==== Given text ====

1) Comparative data suffer from no standard definition and must be used with caution. Competitors avoid direct conversations about their operations, lest they be open to charges of collusion, and comparative data are most often available through trade organizations, such as the American Hospital Association, the Healthcare Financial Management Association, and government organizations such as the Centers for Medicare Services.

2) With their limitations, comparative data are vital. Only by comparison does anyone know if key financial indicators, such as cost per patient day, days in accounts receivable, FTEs per discharge, etc. are good or bad. Trend analysis and forecasting suffer from the possibility of poor data, but an analysis and decisions must be made, actions taken, and results compared. This is what leadership and management does.

b) Important sources of information for the future are physicians and staff who work at other local facilities and talk with the staff and physicians there. Because all health care begins with a doctor’s order, doctors are effective sources of information.

4) There are several cost analysis techniques to make decisions on the delivery of health care products and services. These include:

a) Direct costs

1) Expense directly connected to patient care

2) Salaries of caregivers who provide service to patients and the price of bedside medication and food

b) Indirect costs

1) Expenses of the environment that supports patient care

2) Salaries of maintenance and security workers, the facility utility bill, monthly lease payments on the building, malpractice insurance premiums, the overhead salaries of dietary, admissions, and administrative personnel

c) Marginal costs

1) The cost of one additional patient day, one more X-ray, etc.

====

Problem details:
Copy the full text on comparative data and health care cost analysis word for word, keeping its numbering and line breaks.

==== Data under study ====

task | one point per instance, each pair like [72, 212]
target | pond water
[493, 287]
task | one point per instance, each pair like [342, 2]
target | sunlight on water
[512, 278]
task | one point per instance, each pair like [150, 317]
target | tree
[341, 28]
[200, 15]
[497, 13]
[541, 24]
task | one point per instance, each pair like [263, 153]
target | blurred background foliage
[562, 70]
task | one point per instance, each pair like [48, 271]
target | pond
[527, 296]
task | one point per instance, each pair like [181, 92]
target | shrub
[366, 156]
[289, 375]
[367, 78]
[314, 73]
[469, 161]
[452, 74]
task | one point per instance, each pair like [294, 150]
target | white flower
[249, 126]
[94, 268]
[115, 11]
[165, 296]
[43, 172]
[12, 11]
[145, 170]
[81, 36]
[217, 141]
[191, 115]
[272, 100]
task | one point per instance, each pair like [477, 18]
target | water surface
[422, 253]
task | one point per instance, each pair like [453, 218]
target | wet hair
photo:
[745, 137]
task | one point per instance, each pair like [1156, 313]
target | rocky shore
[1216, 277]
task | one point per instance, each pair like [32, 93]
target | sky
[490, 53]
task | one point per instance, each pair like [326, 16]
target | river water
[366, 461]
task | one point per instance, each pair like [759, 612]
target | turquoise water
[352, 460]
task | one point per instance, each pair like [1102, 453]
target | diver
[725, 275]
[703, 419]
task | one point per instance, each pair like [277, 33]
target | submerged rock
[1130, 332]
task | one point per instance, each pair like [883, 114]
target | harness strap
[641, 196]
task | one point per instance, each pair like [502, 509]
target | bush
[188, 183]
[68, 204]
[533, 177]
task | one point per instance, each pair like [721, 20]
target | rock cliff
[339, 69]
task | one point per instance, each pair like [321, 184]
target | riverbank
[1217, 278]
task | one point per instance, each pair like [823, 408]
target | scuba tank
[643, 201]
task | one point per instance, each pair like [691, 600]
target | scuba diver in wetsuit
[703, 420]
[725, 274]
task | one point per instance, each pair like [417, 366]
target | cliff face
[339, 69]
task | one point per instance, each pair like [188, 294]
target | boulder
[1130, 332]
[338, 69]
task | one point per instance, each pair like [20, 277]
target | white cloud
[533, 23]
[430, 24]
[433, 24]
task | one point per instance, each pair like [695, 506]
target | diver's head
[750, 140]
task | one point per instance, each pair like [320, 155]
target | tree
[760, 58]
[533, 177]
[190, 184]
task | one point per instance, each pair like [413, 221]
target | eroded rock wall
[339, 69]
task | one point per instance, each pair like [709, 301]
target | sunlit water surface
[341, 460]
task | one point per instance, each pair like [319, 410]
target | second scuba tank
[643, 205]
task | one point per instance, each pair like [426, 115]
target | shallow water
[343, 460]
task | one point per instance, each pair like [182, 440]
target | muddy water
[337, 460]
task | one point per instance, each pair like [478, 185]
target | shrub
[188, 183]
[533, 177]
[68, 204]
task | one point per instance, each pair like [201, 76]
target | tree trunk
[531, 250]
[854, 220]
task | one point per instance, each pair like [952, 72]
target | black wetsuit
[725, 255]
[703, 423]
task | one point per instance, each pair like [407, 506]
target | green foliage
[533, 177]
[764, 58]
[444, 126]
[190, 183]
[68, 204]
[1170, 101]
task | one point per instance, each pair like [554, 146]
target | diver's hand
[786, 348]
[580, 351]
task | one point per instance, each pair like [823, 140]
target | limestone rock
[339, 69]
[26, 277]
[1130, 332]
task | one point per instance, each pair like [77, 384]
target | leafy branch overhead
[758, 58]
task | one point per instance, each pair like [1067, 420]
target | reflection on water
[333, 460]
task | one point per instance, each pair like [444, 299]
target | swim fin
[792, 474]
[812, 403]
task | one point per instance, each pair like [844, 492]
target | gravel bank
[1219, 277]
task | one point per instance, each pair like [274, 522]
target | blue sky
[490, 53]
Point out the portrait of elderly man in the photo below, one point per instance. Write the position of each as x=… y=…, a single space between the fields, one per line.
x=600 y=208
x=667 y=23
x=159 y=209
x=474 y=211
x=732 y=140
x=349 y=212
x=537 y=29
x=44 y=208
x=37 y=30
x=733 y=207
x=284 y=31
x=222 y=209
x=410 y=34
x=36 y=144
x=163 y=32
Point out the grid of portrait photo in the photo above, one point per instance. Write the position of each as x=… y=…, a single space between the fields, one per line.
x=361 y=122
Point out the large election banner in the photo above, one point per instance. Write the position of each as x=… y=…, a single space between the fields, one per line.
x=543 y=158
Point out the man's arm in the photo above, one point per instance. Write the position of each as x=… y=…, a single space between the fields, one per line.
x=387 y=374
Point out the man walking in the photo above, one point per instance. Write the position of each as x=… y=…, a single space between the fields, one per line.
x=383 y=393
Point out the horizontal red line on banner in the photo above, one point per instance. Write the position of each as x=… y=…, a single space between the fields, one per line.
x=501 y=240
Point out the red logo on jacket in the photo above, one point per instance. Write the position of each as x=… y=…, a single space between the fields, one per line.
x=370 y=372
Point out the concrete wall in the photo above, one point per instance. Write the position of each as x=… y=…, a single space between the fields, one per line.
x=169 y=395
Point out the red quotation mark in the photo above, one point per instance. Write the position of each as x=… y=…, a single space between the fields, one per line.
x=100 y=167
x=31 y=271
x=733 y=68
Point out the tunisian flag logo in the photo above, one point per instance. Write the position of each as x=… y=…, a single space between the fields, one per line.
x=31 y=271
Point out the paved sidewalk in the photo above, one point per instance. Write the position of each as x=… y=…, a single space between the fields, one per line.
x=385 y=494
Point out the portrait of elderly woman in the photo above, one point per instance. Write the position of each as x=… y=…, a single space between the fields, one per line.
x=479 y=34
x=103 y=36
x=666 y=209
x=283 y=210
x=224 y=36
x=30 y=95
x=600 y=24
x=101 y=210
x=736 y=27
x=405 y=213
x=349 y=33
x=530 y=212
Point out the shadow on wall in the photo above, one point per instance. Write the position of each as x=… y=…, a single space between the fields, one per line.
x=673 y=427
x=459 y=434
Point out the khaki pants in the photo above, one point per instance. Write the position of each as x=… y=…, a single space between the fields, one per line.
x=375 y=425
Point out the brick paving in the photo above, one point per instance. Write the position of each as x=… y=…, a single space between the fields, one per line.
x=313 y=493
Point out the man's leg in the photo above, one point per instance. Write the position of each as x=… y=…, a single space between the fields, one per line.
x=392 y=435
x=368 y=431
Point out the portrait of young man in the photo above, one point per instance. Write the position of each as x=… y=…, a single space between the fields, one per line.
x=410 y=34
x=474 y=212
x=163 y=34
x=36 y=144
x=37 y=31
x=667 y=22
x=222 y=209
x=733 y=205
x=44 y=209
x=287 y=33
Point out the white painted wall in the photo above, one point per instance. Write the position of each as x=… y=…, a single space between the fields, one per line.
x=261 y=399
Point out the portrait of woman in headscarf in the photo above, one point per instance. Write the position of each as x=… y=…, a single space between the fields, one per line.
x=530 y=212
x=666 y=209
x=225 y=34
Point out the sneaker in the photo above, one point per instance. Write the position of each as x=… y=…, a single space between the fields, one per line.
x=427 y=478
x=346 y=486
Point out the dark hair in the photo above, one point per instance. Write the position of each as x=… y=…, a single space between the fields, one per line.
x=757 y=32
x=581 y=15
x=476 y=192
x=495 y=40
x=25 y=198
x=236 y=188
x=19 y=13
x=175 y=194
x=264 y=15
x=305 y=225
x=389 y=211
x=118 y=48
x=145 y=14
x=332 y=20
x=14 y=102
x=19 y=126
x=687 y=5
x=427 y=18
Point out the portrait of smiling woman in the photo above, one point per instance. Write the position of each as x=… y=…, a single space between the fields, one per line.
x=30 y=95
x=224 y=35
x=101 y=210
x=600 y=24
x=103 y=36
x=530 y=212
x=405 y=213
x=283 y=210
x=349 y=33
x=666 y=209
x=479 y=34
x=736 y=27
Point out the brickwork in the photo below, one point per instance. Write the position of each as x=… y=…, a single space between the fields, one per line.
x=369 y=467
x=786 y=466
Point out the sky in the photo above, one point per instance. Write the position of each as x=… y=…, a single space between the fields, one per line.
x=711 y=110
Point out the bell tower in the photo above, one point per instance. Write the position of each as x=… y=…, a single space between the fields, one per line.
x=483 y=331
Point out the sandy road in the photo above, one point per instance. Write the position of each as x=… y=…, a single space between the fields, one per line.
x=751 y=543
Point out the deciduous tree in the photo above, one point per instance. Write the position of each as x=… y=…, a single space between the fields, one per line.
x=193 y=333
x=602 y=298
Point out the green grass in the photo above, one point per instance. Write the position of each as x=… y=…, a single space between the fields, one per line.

====

Your solution:
1) Comparative data suffer from no standard definition and must be used with caution. Competitors avoid direct conversations about their operations, lest they be open to charges of collusion, and comparative data are most often available through trade organizations, such as the American Hospital Association, the Healthcare Financial Management Association, and government organizations such as the Centers for Medicare Services.

2) With their limitations, comparative data are vital. Only by comparison does anyone know if key financial indicators, such as cost per patient day, days in accounts receivable, FTEs per discharge, etc. are good or bad. Trend analysis and forecasting suffer from the possibility of poor data, but an analysis and decisions must be made, actions taken, and results compared. This is what leadership and management does.

b) Important sources of information for the future are physicians and staff who work at other local facilities and talk with the staff and physicians there. Because all health care begins with a doctor’s order, doctors are effective sources of information.

4) There are several cost analysis techniques to make decisions on the delivery of health care products and services. These include:

a) Direct costs

1) Expense directly connected to patient care

2) Salaries of caregivers who provide service to patients and the price of bedside medication and food

b) Indirect costs

1) Expenses of the environment that supports patient care

2) Salaries of maintenance and security workers, the facility utility bill, monthly lease payments on the building, malpractice insurance premiums, the overhead salaries of dietary, admissions, and administrative personnel

c) Marginal costs

1) The cost of one additional patient day, one more X-ray, etc.